**Stored data entries**
══════════

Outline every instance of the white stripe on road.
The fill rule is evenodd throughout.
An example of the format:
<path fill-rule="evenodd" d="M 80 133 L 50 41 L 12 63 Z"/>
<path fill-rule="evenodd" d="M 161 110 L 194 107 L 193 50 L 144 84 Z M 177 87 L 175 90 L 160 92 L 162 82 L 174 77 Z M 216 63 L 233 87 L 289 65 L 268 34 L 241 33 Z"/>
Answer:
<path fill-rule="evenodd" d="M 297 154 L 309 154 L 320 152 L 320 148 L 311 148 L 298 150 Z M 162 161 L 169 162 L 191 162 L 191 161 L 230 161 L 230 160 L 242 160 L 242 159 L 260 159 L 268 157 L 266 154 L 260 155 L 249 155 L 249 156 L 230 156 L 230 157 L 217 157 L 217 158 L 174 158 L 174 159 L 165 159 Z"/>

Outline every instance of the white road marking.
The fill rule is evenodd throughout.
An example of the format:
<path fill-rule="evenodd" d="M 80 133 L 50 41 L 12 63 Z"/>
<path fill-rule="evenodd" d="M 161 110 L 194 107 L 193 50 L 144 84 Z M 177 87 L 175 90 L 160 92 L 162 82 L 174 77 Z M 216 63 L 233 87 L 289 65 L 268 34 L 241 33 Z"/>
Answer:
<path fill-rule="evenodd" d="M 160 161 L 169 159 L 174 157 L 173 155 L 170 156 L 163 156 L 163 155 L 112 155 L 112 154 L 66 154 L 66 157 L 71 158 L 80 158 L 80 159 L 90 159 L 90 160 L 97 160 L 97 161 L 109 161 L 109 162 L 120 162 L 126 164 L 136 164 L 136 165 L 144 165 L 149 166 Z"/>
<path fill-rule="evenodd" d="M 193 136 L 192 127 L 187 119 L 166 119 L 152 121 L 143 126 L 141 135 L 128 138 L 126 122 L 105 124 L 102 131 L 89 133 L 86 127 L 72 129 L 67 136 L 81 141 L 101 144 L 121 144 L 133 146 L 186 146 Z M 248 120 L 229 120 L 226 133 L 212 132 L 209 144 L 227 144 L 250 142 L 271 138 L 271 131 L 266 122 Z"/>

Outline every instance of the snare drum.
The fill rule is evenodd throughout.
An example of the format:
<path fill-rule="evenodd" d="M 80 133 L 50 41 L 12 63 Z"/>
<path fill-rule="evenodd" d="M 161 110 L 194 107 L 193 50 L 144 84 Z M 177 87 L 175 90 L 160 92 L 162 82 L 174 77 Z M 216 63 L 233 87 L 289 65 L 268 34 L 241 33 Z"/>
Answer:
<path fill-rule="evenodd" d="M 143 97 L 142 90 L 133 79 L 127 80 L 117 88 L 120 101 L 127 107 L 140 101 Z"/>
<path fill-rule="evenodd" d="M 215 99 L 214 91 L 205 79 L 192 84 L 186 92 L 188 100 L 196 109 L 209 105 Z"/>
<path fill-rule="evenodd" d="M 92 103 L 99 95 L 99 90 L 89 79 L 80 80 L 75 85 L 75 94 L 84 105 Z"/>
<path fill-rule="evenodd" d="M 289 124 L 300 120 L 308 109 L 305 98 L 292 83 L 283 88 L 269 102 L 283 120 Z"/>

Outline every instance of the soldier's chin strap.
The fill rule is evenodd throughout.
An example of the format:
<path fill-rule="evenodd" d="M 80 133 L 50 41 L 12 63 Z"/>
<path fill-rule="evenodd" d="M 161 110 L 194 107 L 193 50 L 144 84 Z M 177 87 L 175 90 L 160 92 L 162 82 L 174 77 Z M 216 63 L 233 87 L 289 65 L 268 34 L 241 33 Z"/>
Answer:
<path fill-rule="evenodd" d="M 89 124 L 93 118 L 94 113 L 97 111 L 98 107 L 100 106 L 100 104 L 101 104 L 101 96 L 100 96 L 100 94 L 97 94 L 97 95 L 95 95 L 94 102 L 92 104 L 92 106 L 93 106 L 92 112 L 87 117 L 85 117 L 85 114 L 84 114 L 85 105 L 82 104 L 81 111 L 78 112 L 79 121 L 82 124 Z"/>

══════════

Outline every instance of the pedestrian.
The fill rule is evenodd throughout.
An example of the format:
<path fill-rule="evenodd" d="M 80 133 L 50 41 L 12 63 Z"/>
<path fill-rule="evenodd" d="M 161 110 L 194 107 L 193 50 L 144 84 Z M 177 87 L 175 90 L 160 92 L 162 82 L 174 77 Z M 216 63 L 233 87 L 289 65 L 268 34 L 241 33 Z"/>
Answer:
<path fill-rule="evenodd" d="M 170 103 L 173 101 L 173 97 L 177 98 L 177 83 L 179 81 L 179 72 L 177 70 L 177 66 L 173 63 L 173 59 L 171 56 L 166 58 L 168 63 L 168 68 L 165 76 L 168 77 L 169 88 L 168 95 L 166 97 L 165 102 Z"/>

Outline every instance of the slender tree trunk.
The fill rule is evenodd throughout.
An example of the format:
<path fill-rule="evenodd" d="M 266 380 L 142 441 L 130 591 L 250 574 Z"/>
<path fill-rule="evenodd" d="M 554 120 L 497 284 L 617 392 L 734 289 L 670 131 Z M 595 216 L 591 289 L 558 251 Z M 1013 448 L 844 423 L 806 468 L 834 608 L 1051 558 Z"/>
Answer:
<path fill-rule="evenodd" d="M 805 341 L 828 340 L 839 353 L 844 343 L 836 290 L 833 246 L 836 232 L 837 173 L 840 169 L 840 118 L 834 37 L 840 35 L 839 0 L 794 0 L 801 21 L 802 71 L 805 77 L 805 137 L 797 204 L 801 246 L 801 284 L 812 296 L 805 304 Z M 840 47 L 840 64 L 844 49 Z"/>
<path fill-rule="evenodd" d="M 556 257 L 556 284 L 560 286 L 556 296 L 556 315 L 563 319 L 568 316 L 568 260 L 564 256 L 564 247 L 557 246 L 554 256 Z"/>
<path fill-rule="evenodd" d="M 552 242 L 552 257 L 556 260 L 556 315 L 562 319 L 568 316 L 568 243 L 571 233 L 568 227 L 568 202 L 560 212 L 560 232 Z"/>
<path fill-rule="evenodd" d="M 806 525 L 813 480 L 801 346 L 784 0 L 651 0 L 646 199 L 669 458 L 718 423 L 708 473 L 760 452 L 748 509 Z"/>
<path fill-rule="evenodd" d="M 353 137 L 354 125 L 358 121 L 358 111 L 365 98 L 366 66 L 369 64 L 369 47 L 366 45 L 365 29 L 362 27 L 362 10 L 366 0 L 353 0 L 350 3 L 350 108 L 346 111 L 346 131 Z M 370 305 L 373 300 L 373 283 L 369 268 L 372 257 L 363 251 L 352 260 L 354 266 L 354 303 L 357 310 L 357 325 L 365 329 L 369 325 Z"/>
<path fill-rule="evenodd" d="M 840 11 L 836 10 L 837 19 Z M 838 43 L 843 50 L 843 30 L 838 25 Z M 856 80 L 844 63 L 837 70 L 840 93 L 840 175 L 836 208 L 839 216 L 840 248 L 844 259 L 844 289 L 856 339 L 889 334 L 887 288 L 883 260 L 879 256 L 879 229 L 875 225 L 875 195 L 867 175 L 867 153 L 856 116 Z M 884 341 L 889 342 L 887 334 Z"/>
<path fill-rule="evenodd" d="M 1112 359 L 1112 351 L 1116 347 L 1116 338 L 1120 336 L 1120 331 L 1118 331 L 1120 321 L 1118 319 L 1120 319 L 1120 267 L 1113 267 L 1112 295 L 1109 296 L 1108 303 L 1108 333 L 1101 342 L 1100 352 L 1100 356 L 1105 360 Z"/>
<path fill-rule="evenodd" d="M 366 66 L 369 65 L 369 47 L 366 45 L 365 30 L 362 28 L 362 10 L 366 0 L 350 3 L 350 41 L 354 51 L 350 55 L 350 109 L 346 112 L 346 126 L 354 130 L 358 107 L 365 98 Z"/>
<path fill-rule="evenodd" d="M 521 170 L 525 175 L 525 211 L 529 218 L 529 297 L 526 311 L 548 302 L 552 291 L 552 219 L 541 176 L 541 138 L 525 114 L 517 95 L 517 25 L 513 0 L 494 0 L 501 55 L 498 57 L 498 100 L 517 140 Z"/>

══════════

Lines in the data that hold "every" must be located and copied.

**Your response**
Outline every instance of the white stripe on road.
Outline every instance of the white road marking.
Outline every instance of the snare drum.
Outline every instance of the soldier's chin strap.
Outline every instance of the pedestrian.
Outline every instance of the slender tree trunk.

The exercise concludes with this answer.